Литмир - Электронная Библиотека
Содержание  
A
A

С женой и детьми Меноккио откровенных разговоров не вел: «Боже их сохрани иметь такие мысли». Несмотря на свою кровную связь с деревней, Меноккио должен был чувствовать себя изгоем. «В тот вечер, — признался он, — когда отец инквизитор сказал мне: «Завтра приходи в Маниаго», — я пал духом и хотел бежать, куда глаза глядят, и пуститься во все тяжкие... Я хотел убивать попов и поджигать церкви и творить всякое зло. Но я подумал о двух своих крошках и удержался...» Этот взрыв бессильного отчаяния лучше всяких слов говорит об его одиночестве. Другого ответа на несправедливость, кроме разбоя, он не видел — правда, тут же от него отказался. Отомстить преследователям, разрушить символы их власти, стать вне закона...144 Поколением раньше крестьяне жгли замки фриульских нобилей. Но времена изменились.

42. «Новый мир»

Теперь ему оставались лишь мечты о «новом устройстве мира». Эти слова истерлись со временем как монета, прошедшая через множество рук. Нам надо вспомнить их первоначальный смысл.

Меноккио, как мы убедились, не верил в сотворение мира Богом. Помимо того, он открыто отрицал учение о первородном грехе, утверждая, что человек «начинает грешить, когда начинает пить молоко матери, выйдя из ее чрева». Христос был для него человеком и только. Естественно, что ему были чужды какие-либо милленаристские идеи. В своих показаниях он ни разу ни словом не обмолвился о втором пришествии. «Новый мир», о котором он мечтал, представлял собой поэтому явление сугубо земное — нечто, что человек может достичь с помощью собственных сил.

Во времена Меноккио это выражение сохраняло всю свою смысловую наполненность и еще не успело превратиться в расхожую метафору. Если оно и было метафорой, то метафорой в квадрате. В начале века под именем Америго Веспуччи было напечатано послание, адресованное Лоренцо ди Пьетро Медичи и носившее именно такое название — «Mundus novus»*145. Его переводчик с итальянского на латынь, Джулиано ди Бартоломео Джокондо, сопроводил название специальным пояснением. «Superioribus diebus satis tibi scrips! de reditti meo ab novus illis regionibus... quasque novum mundum appellare licet, quando apud maiores nostros rmlla de ipsis fuerit habita cognitio et audientibus omnibus sit novissima res»**. He Индия, следовательно, как считал Колумб, и не просто неизведанные земли, но самый настоящий новый мир. «Licet appellare»*** — метафора была новой с иголочки, и за нее приходилось почти что просить извинения у читателя. В этом значении она быстро распространилась и вошла во всеобщее употребление. Меноккио, однако, употреблял это выражение в другом смысле, относя его не к новому континенту, а к новому обществу, которое еще только предстояло создать.

(Объекты из источника данных)
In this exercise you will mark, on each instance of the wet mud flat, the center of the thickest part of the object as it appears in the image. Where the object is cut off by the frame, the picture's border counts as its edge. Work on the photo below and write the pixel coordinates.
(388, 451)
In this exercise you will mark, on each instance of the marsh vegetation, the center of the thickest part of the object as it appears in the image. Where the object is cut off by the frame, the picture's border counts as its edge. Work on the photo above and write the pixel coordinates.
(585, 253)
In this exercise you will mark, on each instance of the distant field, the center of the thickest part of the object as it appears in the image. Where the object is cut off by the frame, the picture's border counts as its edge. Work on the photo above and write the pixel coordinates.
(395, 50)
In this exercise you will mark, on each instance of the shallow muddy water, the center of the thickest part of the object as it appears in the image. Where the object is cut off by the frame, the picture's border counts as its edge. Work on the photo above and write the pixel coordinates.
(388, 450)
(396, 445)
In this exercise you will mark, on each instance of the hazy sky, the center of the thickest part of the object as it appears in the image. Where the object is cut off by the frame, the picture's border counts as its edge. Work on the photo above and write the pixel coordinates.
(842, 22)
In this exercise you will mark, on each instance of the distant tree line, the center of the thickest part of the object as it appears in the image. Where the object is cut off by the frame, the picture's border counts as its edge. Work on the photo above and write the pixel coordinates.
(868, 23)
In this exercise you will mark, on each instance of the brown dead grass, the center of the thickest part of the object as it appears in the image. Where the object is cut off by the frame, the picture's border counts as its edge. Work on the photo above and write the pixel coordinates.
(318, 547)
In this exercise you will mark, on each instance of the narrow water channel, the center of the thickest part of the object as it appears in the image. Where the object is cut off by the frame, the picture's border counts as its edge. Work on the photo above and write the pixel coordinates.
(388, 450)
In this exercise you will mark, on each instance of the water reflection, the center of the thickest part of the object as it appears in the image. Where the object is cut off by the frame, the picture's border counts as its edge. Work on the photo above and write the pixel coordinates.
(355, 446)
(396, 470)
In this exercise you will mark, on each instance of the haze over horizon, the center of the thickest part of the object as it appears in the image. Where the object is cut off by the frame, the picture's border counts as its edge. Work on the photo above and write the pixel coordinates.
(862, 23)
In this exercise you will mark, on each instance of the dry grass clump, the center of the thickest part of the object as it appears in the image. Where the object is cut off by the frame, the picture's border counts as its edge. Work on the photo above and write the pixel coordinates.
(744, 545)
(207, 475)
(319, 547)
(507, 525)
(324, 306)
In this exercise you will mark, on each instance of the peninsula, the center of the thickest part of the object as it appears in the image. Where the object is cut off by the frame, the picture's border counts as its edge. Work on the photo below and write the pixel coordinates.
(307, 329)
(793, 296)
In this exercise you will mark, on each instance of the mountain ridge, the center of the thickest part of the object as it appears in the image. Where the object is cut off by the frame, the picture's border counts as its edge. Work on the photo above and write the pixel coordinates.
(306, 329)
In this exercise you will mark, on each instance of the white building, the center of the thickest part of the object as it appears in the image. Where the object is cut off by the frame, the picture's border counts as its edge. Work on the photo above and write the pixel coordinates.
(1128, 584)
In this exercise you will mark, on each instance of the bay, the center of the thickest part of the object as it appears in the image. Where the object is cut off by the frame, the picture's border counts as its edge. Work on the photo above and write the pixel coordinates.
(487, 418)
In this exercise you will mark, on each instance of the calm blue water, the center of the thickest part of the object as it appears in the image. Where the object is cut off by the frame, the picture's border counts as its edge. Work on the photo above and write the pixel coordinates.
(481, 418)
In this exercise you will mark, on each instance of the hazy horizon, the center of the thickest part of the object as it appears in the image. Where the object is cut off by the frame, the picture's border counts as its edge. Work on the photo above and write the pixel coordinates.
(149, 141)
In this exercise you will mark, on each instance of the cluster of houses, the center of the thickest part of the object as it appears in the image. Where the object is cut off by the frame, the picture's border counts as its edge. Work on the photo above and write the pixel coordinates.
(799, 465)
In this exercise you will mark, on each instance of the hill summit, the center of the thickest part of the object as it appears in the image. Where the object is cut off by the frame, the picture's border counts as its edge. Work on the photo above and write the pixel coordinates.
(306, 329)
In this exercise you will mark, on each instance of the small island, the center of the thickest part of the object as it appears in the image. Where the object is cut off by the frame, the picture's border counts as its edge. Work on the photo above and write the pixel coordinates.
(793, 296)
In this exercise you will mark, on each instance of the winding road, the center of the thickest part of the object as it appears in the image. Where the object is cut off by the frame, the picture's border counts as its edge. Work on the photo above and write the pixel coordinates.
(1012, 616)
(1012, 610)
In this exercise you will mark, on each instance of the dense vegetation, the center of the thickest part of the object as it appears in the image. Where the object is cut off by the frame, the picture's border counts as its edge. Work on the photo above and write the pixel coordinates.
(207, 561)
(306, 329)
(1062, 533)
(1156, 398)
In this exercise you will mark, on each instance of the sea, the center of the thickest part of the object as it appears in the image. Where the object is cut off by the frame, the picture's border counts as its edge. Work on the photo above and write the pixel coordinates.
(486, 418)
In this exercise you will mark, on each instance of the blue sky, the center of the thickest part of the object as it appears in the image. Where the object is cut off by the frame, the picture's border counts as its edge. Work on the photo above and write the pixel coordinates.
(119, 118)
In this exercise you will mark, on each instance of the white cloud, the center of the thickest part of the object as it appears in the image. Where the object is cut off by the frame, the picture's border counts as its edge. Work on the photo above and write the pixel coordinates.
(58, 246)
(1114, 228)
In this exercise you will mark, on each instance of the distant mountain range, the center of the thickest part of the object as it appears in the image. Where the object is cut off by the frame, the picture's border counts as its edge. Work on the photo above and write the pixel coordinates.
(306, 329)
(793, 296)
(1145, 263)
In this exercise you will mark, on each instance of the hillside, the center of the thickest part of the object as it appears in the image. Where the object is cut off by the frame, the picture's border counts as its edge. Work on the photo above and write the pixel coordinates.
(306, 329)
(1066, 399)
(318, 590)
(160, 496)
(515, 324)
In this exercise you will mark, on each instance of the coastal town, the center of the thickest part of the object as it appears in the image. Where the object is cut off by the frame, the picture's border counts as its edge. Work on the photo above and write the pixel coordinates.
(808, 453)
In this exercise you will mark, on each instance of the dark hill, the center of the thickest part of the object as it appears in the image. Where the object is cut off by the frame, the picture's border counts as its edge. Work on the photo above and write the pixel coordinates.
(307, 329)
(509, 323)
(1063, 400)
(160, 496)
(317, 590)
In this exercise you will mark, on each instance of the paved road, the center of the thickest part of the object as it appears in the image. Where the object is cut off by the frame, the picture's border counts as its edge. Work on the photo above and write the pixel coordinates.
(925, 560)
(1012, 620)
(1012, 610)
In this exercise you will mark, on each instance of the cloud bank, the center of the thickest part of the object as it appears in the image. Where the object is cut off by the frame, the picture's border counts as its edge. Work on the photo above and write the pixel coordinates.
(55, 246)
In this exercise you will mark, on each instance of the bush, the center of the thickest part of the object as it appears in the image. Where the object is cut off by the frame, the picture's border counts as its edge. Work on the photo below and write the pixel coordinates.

■ Требования
1) Перечислите всех людей, названных по имени в разделе «Новый мир» текста о Меноккио.
2) Куда, согласно тексту о Меноккио, отец инквизитор велел ему прийти на следующий день?
3) Допишите продолжение текста о Меноккио, начиная сразу после его последней фразы.
Объекты из источника данных для работы не понадобятся.

■ Ответы к заданиям
1) Меноккио, Христос, Америго Веспуччи, Лоренцо ди Пьетро Медичи, Джулиано ди Бартоломео Джокондо, Колумб.

2) В Маниаго.

3)
Мы не знаем, кто впервые осуществил этот сдвиг смысла. Ясно, что за ним просматривается образ быстрого и решительного общественного переустройства. В 1527 году в письме к Буцеру Эразм Роттердамский с горечью указывал на общественные потрясения, которыми сопровождается лютеровская Реформация, отмечая, что первым делом во избежание их следовало искать поддержки у церковных иерархов и светских властей и что многое, в первую очередь мессу, надо было реформировать со всяческой осторожностью146. Сейчас немало таких людей — писал он в заключении, — которые отвергают всякую традицию («quod receptum est»), как будто новый мир можно создать в мгновение ока («quasi subito novus mundus condi posset»). Медленные и постепенные перемены с одной стороны, быстрый и крутой переворот (революция, сказали бы мы сейчас) с другой — противопоставление очень четкое. Но никакого географического подтекста в выражении «novus mundus» у Эразма нет; единственный дополнительный смысловой оттенок вносится словом «condere», обозначающим, как правило, основание города.

Перенесение метафоры из географического контекста в социальный происходит в совершенно другой литературной отрасли — в жанре утопии, причем на самых разных уровнях. Вот, к примеру, «Капитоло, где рассказывается о новом мире, обретенном в море Океане, сочинение приятное и усладительное» — оно издано без имени автора в Модене в середине XVI века. Это очередная вариация на тему страны Кокань147 (она прямо поименована в предваряющей «Капитоло» «Шутейной речи о всяких чудачествах»), которая в данном случае помещается на новооткрытых заокеанских землях:

Разведчики неведомых земель
Открыли за пустынным океаном
Прекрасную и новую страну.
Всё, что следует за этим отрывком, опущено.